[start of Extract provided]

Our results of operations and financial condition depend upon our ability to
assess accurately the potential losses associated with the risks that we insure
and reinsure. To the extent actual claims continue to exceed our expectations,
we will be required to immediately recognize the less favorable experience. This
could cause a material increase in our liabilities and a reduction in our
profitability, including an operating loss and reduction of capital in the
period in which such action occurs.

The effects of emerging claim and coverage issues on our business are uncertain.

As industry practices and legal, judicial, social and other environmental
conditions change, unexpected and unintended issues related to claims and
coverage may emerge. These issues may adversely affect our business by either
extending coverage beyond our underwriting intent or by increasing the number or
size of claims. In some instances, these changes may not become apparent until
some time after we have issued insurance or reinsurance contracts that are
affected by the changes. As a result, the full extent of liability under our
insurance or reinsurance contracts may not be known for many years after a
contract is issued.


38


The regulatory system under which we operate, and potential changes thereto,
could have a material adverse effect on our business.

Our insurance and reinsurance subsidiaries may not be able to obtain or maintain
necessary licenses, permits, authorizations or accreditations in locales where
we currently engage in business, or may be able to do so only at significant
cost. In addition, we may not be able to comply fully with, or obtain
appropriate exemptions from, the wide variety of laws and regulations applicable
to insurance or reinsurance companies or holding companies. As a result of the
events of the past several months, we are presently in discussions with, or
subject to orders issued by, insurance regulators in all of the jurisdictions in
which we and our insurance company subsidiaries are domiciled. Our inability to
comply with or to obtain appropriate authorizations and/or exemptions under any
applicable laws, regulations or orders could result in further restrictions on
our ability to do business and could subject us to fines and other sanctions
including the ceasing of our ongoing operations.

Recent events may result in political, regulatory and industry initiatives which
could adversely affect our business.

The supply of insurance and reinsurance coverage has decreased due to withdrawal
of capacity and substantial reductions in capital resulting from, among other
things, the terrorist attacks of September 11, 2001. This tightening of supply
may result in governmental intervention in the insurance and reinsurance
markets, both in the United States and worldwide. For example, on November 26,
2002, the Terrorism Risk Insurance Act was enacted to ensure the availability of
insurance coverage for certain specific terrorist acts in the United States.

[end of Extract provided]

#### [Given exercise A]
Answer the following questions using the extract on insurance risk factors.
(i) What act was enacted on November 26, 2002, and what was it meant to ensure?
(ii) In what two ways may emerging claim and coverage issues adversely affect the business?
(iii) With whom are the company and its insurance subsidiaries presently in discussions, or subject to orders issued by?

[start of Extracted entries]

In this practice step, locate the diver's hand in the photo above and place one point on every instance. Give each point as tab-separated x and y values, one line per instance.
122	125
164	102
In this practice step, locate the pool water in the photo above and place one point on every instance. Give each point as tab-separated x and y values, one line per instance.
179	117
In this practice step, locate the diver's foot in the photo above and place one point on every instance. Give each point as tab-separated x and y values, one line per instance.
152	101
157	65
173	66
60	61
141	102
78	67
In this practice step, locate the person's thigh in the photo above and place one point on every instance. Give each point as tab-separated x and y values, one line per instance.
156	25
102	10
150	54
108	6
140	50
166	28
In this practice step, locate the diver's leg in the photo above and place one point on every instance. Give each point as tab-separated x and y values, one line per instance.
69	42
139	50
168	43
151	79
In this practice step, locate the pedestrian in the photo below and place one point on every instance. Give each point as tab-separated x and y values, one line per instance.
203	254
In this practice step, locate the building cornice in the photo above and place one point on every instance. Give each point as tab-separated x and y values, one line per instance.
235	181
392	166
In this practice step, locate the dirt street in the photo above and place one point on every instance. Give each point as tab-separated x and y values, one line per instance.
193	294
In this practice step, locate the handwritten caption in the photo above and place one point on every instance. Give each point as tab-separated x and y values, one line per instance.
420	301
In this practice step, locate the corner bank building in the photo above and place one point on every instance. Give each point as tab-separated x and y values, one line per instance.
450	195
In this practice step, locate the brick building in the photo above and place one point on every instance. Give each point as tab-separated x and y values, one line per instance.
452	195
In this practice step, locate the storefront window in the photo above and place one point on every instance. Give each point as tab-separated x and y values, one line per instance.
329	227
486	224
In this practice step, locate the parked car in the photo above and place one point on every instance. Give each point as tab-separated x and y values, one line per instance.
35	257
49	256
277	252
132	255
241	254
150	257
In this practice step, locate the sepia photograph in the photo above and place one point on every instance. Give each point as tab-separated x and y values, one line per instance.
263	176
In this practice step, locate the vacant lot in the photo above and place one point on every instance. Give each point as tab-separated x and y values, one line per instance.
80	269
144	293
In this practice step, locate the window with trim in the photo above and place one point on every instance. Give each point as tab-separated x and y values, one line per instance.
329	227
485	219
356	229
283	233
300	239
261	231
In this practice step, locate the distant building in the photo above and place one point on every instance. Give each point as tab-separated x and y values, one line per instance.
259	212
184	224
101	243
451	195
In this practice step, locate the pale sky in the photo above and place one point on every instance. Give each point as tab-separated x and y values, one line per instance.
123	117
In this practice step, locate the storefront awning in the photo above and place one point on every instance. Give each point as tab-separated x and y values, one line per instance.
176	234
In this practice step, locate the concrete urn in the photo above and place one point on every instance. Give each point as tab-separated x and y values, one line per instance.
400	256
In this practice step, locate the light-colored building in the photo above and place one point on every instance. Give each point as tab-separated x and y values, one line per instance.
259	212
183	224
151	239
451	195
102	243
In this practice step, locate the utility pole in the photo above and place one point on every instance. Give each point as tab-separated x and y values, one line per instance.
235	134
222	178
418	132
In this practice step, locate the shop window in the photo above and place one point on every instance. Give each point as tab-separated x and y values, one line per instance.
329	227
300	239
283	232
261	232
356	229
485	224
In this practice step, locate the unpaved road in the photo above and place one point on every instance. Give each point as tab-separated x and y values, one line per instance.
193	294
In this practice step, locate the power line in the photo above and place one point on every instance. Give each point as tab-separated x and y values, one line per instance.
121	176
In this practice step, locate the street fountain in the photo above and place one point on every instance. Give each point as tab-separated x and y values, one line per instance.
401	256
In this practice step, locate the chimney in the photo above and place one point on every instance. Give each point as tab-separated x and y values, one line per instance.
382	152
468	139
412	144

[end of Extracted entries]

#### [Given exercise B]
Revise the entries from the line containing "In this practice step, locate the chimney" through the end of the entries by replacing "every instance" with "each instance" and leaving everything else unchanged. Reproduce only those lines.

#### [Expected answer A]
(i) The Terrorism Risk Insurance Act was enacted on that date to ensure the availability of insurance coverage for certain specific terrorist acts in the United States.
(ii) They may extend coverage beyond the company's underwriting intent or increase the number or size of claims.
(iii) Insurance regulators in all of the jurisdictions in which the company and its insurance company subsidiaries are domiciled.

#### [Expected answer B]
In this practice step, locate the chimney in the photo above and place one point on each instance. Give each point as tab-separated x and y values, one line per instance.
382	152
468	139
412	144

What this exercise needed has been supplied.